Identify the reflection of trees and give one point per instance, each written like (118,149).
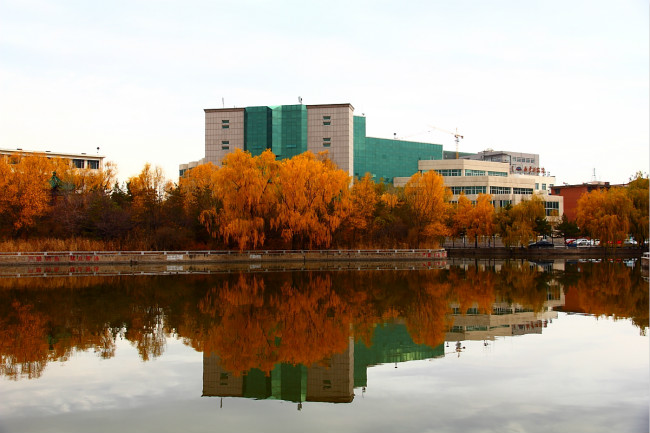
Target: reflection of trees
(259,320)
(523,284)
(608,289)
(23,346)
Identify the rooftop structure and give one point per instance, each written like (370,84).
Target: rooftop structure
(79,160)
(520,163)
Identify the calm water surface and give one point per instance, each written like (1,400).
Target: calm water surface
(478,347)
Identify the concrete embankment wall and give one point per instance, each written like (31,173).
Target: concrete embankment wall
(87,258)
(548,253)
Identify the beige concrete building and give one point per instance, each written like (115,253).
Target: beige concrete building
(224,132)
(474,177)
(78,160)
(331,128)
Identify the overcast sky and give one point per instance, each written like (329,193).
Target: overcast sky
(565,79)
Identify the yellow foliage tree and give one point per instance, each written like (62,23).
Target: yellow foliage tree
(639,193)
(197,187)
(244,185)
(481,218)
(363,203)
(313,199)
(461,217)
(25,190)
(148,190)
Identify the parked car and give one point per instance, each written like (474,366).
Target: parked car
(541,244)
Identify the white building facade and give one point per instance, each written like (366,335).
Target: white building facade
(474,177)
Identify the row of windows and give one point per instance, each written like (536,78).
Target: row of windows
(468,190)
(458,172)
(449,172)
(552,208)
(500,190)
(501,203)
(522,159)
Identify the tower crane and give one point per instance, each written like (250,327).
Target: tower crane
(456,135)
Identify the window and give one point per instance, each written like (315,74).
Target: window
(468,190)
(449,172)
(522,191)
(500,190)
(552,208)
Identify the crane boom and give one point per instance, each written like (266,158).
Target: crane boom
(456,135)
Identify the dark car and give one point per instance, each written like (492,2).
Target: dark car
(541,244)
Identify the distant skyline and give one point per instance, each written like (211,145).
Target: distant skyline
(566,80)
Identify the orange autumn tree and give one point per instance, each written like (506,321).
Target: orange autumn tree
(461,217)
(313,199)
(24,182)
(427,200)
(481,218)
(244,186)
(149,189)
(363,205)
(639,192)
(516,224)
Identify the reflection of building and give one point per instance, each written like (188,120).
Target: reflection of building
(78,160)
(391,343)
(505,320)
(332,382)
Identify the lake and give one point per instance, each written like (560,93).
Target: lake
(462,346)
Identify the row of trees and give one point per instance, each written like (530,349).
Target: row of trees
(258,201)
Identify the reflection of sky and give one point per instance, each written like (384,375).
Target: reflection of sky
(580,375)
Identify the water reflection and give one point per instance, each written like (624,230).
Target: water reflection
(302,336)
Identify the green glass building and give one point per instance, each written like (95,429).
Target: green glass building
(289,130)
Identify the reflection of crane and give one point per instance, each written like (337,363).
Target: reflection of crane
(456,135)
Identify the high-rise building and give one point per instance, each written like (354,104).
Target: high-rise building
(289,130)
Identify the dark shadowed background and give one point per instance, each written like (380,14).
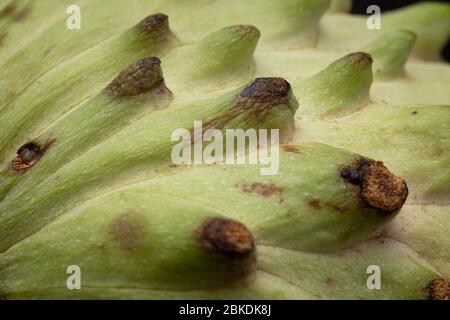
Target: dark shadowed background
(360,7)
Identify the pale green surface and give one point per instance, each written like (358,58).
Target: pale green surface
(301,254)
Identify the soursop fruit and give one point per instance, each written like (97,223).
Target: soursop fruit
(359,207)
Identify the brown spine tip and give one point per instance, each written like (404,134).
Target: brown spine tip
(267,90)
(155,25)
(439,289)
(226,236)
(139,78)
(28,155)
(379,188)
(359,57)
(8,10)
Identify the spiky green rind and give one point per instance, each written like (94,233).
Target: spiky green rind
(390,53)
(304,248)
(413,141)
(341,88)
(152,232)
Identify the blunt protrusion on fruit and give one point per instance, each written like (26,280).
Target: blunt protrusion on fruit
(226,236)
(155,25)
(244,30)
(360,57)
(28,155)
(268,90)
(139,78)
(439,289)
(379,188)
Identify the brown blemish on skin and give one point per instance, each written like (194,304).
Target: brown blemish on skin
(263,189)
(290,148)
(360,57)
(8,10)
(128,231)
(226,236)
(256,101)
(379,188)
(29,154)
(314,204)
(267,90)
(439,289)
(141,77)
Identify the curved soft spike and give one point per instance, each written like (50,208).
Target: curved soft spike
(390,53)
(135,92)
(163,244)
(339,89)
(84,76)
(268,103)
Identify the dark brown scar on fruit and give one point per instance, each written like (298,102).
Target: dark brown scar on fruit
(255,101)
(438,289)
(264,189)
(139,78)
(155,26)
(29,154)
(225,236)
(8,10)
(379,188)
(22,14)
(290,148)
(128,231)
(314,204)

————————

◆ **To be done**
Quote exactly the line containing "Identify the spiky" and every later line through the end of the listing, and no other lines.

◆ **Exercise response**
Identify the spiky green rind and give one point per instance, each written like (94,233).
Target: spiky green rind
(390,53)
(304,248)
(413,141)
(341,88)
(152,232)
Identify the blunt protrusion on fruit and give one point per instance, each written like (26,280).
Target: blunt protrusion on fruit
(226,236)
(155,25)
(244,30)
(360,57)
(28,155)
(268,90)
(139,78)
(439,289)
(379,188)
Identify the brown blemish on skin and give one point per instance, each written like (194,304).
Target: brown blemish on skin
(263,189)
(290,148)
(360,57)
(8,10)
(128,231)
(226,236)
(256,101)
(379,188)
(29,154)
(314,204)
(267,90)
(439,289)
(141,77)
Identify the curved soft spike and give one point per instance, each written like (50,208).
Target: curved soft spike
(390,53)
(135,92)
(163,244)
(339,89)
(84,76)
(268,103)
Identify the dark brown scar on fruit and give one point per instance, each written like (298,102).
Target: dark brown scar on fruit
(255,101)
(438,289)
(264,189)
(139,78)
(155,26)
(29,154)
(225,236)
(8,10)
(379,188)
(22,14)
(290,148)
(128,231)
(314,204)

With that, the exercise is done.